The exercise >>
Reproduce every line of the records below, requests included, scaling each point coordinate in the answers by a factor of 1.45. Round each result to the nearest whole number, rounding halves up.

Records for processing >>
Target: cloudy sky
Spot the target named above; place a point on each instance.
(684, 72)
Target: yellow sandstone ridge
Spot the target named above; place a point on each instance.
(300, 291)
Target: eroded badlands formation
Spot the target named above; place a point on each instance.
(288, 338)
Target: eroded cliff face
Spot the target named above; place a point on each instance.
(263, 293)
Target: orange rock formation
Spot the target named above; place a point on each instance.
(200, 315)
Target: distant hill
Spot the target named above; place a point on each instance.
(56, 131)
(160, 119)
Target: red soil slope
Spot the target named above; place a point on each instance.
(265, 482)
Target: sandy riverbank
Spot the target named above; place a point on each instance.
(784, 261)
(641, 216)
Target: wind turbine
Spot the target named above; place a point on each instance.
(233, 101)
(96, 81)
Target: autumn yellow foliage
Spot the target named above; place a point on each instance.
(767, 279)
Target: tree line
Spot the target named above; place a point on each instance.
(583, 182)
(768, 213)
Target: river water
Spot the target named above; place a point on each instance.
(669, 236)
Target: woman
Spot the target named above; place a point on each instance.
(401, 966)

Solution >>
Target: cloudy sky
Spot the target named above; place a point on each instance.
(992, 104)
Target: yellow sandstone ridge
Spot the target named above; place a point on each instance.
(435, 422)
Target: eroded badlands formation
Spot the target named above; place a point on each instance.
(418, 490)
Target: eroded cliff face
Spot the target named above; place a point on each instance.
(381, 425)
Target: orange rock formation
Spot the target named above; place a point on each instance.
(290, 457)
Target: distant hill
Spot the target named above; place a point on each instance.
(81, 190)
(232, 173)
Target: red soil slope
Spot the target named above; place a point on each instance.
(384, 699)
Target: sandy riverbank
Spot the target named above; place a point on each instance.
(1137, 378)
(929, 313)
Target: wind turbine
Spot the target named above; place a point on each instance.
(338, 146)
(139, 117)
Target: autumn yellow foliage
Spot the target named above; place a point on each instance.
(1112, 405)
Target: tree line
Spot the target named above; place a point on each instance.
(845, 264)
(1114, 309)
Target: river water
Spot the target named above; place a point on each instance.
(970, 342)
Target: woman
Spot the target named above; place a point on each instance.
(581, 1401)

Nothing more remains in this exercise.